▸ **Job 1**
Rewrite the listing lines from the one containing "Crossing-audit request: pin the blue" through the end of the listing, putting "canal boat" in place of "narrowboat" and keeping everything else the same.

▸ **Supplied passage**
+++
Re: Add an option to skip loading missing publication to avoid logical replication failure

From: vignesh C <vignesh21(at)gmail(dot)com>
To: Amit Kapila <amit(dot)kapila16(at)gmail(dot)com>
Cc: Tom Lane <tgl(at)sss(dot)pgh(dot)pa(dot)us>, Dilip Kumar <dilipbalaut(at)gmail(dot)com>, PostgreSQL Hackers <pgsql-hackers(at)lists(dot)postgresql(dot)org>
Subject: Re: Add an option to skip loading missing publication to avoid logical replication failure
Date: 2025-04-30 16:31:11
Message-ID: CALDaNm3TH3J8fwj+NcdjdN8DZCdrnmm1kzBsHBW2nkN+h6up3A@mail.gmail.com
Views: Raw Message | Whole Thread | Download mbox | Resend email
Thread:
Lists: pgsql-hackers

On Wed, 30 Apr 2025 at 17:41, Amit Kapila <amit(dot)kapila16(at)gmail(dot)com> wrote:
>
> On Wed, Apr 30, 2025 at 11:22 AM Tom Lane <tgl(at)sss(dot)pgh(dot)pa(dot)us> wrote:
> >
> > Xuneng Zhou pointed out on Discord that the test case added by
> > 7c99dc587 has caused repeated failures in CI --- though oddly,
> > it's not failed in the buildfarm so far as I can find. The
> > failures look like
> >
> > timed out waiting for match: (?^:WARNING: ( [A-Z0-9]+:)? skipped loading publication: tap_pub_3) at /tmp/cirrus-ci-build/src/test/subscription/t/024_add_drop_pub.pl line 103.
> >
>
> I analyzed the relevant publisher-side CI Logs [1]:
> ...
> 2025-04-19 08:24:14.096 UTC [21961][client backend]
> [024_add_drop_pub.pl][7/4:0] LOG: statement: INSERT INTO tab_3
> values(1)
+++
▸ **Data to use**
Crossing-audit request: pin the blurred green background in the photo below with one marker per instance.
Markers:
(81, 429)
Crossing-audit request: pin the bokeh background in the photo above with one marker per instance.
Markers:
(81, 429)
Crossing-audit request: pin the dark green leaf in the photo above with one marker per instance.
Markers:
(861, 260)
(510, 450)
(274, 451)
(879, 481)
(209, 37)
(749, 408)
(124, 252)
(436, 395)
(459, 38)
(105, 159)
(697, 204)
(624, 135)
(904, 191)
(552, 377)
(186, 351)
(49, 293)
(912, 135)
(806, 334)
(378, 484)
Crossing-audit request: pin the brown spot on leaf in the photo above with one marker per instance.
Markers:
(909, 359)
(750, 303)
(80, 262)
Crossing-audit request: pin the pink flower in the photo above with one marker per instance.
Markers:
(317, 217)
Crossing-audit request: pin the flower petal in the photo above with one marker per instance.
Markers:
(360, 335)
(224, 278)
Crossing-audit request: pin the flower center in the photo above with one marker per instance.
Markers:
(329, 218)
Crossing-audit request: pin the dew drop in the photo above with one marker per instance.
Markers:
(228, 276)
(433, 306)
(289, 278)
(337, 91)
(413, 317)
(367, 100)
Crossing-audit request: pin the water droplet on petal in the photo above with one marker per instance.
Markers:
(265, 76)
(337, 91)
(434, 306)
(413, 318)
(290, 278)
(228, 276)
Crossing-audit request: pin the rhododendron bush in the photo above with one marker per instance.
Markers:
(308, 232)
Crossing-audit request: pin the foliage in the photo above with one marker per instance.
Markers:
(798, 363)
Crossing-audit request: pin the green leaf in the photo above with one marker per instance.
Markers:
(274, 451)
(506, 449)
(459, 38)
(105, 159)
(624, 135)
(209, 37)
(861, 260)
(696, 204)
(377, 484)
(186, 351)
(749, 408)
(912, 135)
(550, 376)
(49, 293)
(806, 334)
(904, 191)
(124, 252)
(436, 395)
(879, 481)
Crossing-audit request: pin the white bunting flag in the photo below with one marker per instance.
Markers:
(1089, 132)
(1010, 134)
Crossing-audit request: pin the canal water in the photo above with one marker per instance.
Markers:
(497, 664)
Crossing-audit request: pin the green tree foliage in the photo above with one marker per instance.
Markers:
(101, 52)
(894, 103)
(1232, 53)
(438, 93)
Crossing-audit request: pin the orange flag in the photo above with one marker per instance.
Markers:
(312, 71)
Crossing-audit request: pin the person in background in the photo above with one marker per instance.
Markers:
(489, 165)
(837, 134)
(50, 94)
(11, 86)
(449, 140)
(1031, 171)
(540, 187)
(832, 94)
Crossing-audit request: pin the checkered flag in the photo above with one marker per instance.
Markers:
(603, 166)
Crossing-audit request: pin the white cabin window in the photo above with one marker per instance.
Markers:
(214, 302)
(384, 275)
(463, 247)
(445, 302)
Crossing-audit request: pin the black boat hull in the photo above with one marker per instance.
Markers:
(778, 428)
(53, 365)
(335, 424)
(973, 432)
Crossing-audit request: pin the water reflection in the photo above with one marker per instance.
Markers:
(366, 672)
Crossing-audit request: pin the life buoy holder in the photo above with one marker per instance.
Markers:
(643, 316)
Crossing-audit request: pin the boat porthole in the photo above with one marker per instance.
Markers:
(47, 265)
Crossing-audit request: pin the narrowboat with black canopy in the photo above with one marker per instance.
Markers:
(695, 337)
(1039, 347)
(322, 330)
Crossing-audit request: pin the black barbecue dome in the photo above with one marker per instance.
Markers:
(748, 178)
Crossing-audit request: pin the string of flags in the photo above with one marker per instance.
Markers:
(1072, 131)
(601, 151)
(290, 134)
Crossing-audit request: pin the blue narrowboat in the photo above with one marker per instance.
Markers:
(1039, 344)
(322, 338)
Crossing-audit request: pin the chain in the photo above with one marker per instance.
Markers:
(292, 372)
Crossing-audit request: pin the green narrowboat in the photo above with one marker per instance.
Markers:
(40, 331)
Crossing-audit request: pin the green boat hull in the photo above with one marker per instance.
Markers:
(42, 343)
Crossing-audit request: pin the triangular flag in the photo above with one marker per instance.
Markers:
+++
▸ **Job 2**
Name every person mentioned in the mailing-list message.

▸ **Full response 1**
Crossing-audit request: pin the blue canal boat in the photo above with one marker per instance.
Markers:
(1039, 344)
(322, 338)
Crossing-audit request: pin the chain in the photo above with one marker per instance.
Markers:
(292, 372)
Crossing-audit request: pin the green canal boat in the photo above with one marker per instance.
Markers:
(40, 331)
Crossing-audit request: pin the green boat hull in the photo above with one marker per instance.
Markers:
(42, 343)
Crossing-audit request: pin the triangular flag in the photo above with one marker per instance.
Markers:

▸ **Full response 2**
vignesh C
Amit Kapila
Tom Lane
Dilip Kumar
Xuneng Zhou